> What the task requires:
Render every line of the material below as a Markdown table with two columns, Row and Line, giving each line its own numbered row and leaving out blank lines.

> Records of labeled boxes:
===============

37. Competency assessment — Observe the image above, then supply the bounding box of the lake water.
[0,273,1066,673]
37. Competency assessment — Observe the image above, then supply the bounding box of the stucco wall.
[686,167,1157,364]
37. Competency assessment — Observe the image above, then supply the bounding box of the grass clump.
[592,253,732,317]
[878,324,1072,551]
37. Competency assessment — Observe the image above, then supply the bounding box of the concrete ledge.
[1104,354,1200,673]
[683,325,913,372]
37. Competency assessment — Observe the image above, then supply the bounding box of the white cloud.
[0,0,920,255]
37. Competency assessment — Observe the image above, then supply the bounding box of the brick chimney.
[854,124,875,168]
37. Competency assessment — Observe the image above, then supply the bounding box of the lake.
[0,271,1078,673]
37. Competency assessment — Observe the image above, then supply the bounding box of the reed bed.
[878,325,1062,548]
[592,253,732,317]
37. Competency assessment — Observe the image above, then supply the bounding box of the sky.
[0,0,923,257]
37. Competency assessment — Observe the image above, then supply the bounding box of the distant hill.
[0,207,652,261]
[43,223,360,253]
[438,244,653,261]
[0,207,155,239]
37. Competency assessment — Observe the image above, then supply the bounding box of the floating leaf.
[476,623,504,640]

===============

> Answer in full:
| Row | Line |
|---|---|
| 1 | 37. Competency assessment — Observe the image above, then supply the bounding box of the lake water. |
| 2 | [0,273,1066,673] |
| 3 | 37. Competency assessment — Observe the image above, then supply the bounding box of the stucco wall. |
| 4 | [686,167,1157,364] |
| 5 | 37. Competency assessment — Observe the image above, then supply the bounding box of the grass clump. |
| 6 | [592,253,732,317] |
| 7 | [878,324,1072,551] |
| 8 | 37. Competency assessment — Observe the image above, then supply the bounding box of the concrete ledge. |
| 9 | [1104,354,1200,673] |
| 10 | [683,325,913,372] |
| 11 | 37. Competency assessment — Observe the image above, then supply the bounding box of the white cloud. |
| 12 | [0,0,920,255] |
| 13 | 37. Competency assessment — Observe the image above, then supply the bounding box of the brick chimney. |
| 14 | [854,124,875,168] |
| 15 | 37. Competency assessment — Observe the image above, then supply the bounding box of the lake. |
| 16 | [0,271,1078,673] |
| 17 | 37. Competency assessment — Observe the image above, then supply the bounding box of the reed bed. |
| 18 | [878,325,1062,548] |
| 19 | [592,253,732,317] |
| 20 | 37. Competency assessment — Observe the image above, then supply the bounding box of the sky. |
| 21 | [0,0,923,257] |
| 22 | 37. Competency assessment — Observe the image above, then supply the bounding box of the distant hill. |
| 23 | [0,207,652,261] |
| 24 | [43,223,360,253] |
| 25 | [438,244,653,261] |
| 26 | [0,207,155,239] |
| 27 | 37. Competency assessment — Observe the image above, then supply the bounding box of the floating leaf. |
| 28 | [476,623,504,640] |